**WHAT IS BEING ASKED**
Switch "driver helmet" to "racing helmet" in the data from its first line through the line holding "M 155 123 L", inclusive. Write out those lines again with no other changes.

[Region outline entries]
:::::

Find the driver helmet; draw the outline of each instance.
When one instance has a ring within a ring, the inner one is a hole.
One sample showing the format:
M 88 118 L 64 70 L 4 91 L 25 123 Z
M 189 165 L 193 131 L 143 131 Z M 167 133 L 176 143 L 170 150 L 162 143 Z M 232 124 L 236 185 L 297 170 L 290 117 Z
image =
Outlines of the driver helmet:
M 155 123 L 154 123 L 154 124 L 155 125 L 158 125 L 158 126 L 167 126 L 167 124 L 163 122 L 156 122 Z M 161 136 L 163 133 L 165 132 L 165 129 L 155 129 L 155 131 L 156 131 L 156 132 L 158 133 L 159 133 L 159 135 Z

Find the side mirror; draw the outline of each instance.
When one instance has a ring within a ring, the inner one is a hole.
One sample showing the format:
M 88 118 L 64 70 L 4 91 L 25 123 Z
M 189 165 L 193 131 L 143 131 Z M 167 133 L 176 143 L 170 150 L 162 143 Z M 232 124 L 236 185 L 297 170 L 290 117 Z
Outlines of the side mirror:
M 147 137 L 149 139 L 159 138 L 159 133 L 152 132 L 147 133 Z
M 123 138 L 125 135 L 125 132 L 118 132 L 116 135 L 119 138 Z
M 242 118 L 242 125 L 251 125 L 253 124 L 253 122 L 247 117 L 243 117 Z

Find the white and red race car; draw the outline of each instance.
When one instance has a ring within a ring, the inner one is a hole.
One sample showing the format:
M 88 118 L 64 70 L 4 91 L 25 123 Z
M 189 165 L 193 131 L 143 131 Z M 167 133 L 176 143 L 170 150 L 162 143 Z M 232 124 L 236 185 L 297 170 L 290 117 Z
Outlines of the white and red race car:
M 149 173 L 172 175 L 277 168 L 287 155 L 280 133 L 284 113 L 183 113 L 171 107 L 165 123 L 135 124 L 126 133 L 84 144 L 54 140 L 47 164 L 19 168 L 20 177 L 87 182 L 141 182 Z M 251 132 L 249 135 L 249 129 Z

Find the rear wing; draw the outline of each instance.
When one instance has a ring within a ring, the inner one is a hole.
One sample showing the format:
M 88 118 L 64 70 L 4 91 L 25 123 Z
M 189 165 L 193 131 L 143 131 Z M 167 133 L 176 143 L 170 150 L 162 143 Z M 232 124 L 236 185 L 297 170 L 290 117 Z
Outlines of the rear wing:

:::::

**OUTPUT BELOW**
Find the racing helmet; draw the outline of each instance.
When one instance has a ring within a ring, the inner one is a hole.
One sample showing the format:
M 88 118 L 64 70 L 4 91 L 25 123 Z
M 189 165 L 193 131 L 143 131 Z M 167 133 L 176 143 L 170 150 L 162 143 Z M 232 124 L 236 185 L 297 170 L 290 117 Z
image =
Outlines of the racing helmet:
M 155 123 L 154 123 L 154 124 L 155 125 L 158 125 L 158 126 L 167 126 L 167 124 L 163 122 L 156 122 Z M 161 136 L 163 133 L 165 132 L 165 129 L 155 129 L 155 131 L 156 131 L 156 132 L 158 133 L 159 133 L 159 135 Z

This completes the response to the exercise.